§ **Tarefas**
(1) Diga se cada afirmação está de acordo com a publicação sobre o Clube de Cinema, respondendo sim ou não e citando as palavras do texto que o decidem. (a) Na primeira sessão do projecto "Gostos Discutem-se" estiveram seis pessoas. (b) A sessão de "As Asas do Desejo" teve mais público do que a média deste ano. (c) A maioria de quem assistiu ao filme saiu antes do debate.
(2) Pegue na publicação sobre o Clube de Cinema e continue-a a partir do ponto onde termina.

"Quem sonha de dia tem consciência de muitas coisas
que escapam a quem sonha só de noite"
Edgar Poe
Não.
Desta vez não há polémica.
Embora, por vezes, ela seja necessária.
Sinto-me até algo triste que os nossos "cinéfilos" (cujos nomes estão aqui ao lado colocados como "estátuas") participem tão pouco nestes debates. Podiam pelo menos fazer alguns comentários...
No entanto, como o Peter Falk afirmava no filme "As Asas do Desejo", eles (os nossos cinéfilos - e outros "anjos") observam-nos e isso é visível naquele contador de presenças do Blogue que nos últimos dias tem andado numa roda viva... e já estamos perto das 10.000 visualizações!
Apesar das divergências (e ainda bem que elas existem) relativamente a "Paris, Texas", o Clube de Cinema não se vai desmoronar e a minha amizade com o José mantém-se. Foi ela que nos permitiu sonhar com este projecto "Gostos Discutem-se" que teve, relembre-se, na primeira sessão, a presença de 6 pessoas: 3 alunos e 3 professores.
Ontem, na apresentação do filme "As Asas do Desejo", estiveram a assistir 14 pessoas. Um pouco menos que a média deste ano que ronda as 20 presenças. Testes intermédios, trabalhos para entregar, preparação das curtas-metragens para o Festival do dia 30, talvez sejam bons argumentos para as ausências...
Mas não sabem o que perderam!
Embora o filme não seja daqueles "cheios de acção" e de leitura fácil, os 14 resistentes mantiveram-se e a maioria permaneceu no final para o debate. E que debate... Quase todos foram dando a sua opinião, ouviu-se muito (que é tambem uma forma de participar) e ficámos todos com a sensação de que valeu a pena.

§ **Material de base**
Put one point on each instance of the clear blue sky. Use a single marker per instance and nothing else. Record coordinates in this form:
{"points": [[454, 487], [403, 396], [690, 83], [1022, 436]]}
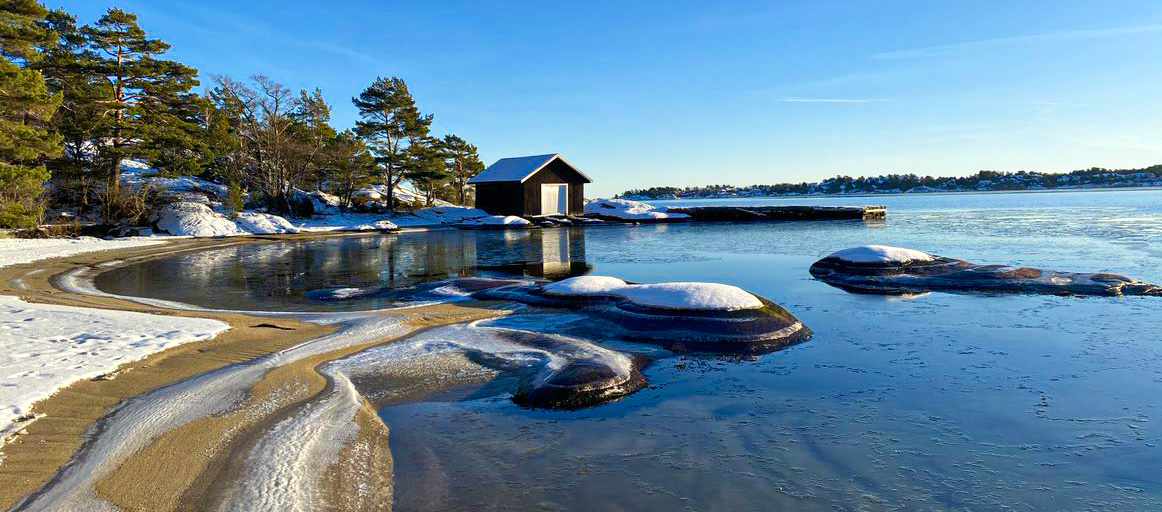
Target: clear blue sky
{"points": [[695, 93]]}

§ **Respostas**
(1)
(a) Sim: "a presença de 6 pessoas: 3 alunos e 3 professores".
(b) Não: "estiveram a assistir 14 pessoas. Um pouco menos que a média deste ano que ronda as 20 presenças."
(c) Não: "a maioria permaneceu no final para o debate".

(2)
Por isso, para aqueles que não puderam ir, aqui vos deixo dois textos que ajudam a comprender o filme.
O primeiro escrito pela apresentadora - a Prof. Teresa Gomes.
O segundo é de Pedro Moreira, escrito em 2007, na Revista E-topia da Faculdade de Letras da Universidade do Porto.
Der Himmel über Berlin – Sob o céu de Berlim
Há acontecimentos que modificam a nossa vida e este filme foi um deles. Não de repente, mas ao longo do tempo que o fui degustando. Ganhou mais uma peculiaridade quando seguido do “Paris, Texas” do mesmo realizador. Wim Wenders, o contador de espaços.
O filme é passado em Berlim Ocidental (RFA) em 1987. A cidade está dividida pelo muro construído em 1961, pulsante cicatriz queloide que interrompeu lugares, caminhos, histórias, famílias. Expressão maior de como o poder político condiciona a vida e a felicidade humana. O filme é sobre esta cidade dilacerada. Mas não só. É a existência humana vista por alguém exterior a ela - os anjos. O “desejo” nasce da cobiça dos anjos que não têm acesso aos sentidos humanos, origem do prazer. É que a vida permanece.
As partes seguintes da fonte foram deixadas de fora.